Written request.
Starting at the line that contains "Point out the guardrail" and ending at the final line of the records, write out every line again, requests included, shifting each coordinate in the answers up by 72.

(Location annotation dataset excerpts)
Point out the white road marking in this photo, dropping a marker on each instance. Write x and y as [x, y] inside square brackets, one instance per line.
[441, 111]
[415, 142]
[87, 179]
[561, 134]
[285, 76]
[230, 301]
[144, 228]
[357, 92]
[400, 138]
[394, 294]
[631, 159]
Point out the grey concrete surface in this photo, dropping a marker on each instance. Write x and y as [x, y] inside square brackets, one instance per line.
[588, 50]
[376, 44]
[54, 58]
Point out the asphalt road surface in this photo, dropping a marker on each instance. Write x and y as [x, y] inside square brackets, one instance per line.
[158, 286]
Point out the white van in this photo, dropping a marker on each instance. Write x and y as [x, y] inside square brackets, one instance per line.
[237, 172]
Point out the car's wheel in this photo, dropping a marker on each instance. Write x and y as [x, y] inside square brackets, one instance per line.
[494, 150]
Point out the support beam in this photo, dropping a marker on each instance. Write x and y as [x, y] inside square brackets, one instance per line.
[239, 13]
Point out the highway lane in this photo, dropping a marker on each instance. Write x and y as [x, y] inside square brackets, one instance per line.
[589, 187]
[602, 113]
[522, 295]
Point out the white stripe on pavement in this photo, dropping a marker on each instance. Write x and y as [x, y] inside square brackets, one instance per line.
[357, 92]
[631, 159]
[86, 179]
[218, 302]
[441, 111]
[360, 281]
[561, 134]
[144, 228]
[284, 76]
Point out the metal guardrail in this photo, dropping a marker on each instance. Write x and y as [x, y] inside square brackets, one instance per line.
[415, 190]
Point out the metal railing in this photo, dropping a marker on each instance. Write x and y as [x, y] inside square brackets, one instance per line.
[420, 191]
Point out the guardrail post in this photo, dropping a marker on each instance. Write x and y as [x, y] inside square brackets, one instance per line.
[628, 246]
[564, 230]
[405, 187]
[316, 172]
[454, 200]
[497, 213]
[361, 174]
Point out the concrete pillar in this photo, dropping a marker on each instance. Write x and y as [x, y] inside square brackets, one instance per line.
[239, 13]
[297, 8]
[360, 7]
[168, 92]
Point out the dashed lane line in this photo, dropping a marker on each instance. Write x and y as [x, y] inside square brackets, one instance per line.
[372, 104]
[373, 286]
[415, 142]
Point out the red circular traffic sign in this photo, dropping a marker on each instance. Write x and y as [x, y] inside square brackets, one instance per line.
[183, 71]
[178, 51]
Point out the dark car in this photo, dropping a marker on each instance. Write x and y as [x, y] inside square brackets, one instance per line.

Answer to this problem.
Point out the guardrail post in this photo, dropping a marker on each instance. Write x and y as [x, y] inside square brackets, one instance per line.
[700, 318]
[636, 302]
[477, 259]
[388, 244]
[526, 272]
[569, 285]
[433, 246]
Point out the concrete pillar in this photo, dropping a marker on each instance. Write x and y as [x, y] inside square brackets, one instance per line.
[311, 85]
[369, 80]
[432, 79]
[240, 164]
Point out the dashed lane line in this photo, dropping a marker on each instance. Write x and y as [x, y] inside square brackets, one instance per line.
[444, 176]
[445, 358]
[487, 214]
Point out the red circular traffic sign in this photo, dropping a marker on each instance. Write x and y as [x, y] inside square brackets, one instance per line.
[255, 143]
[250, 123]
Point out the dark car in this photo, dropping a marker on each instance. Write x and y as [x, y] inside square brackets, one instance per line.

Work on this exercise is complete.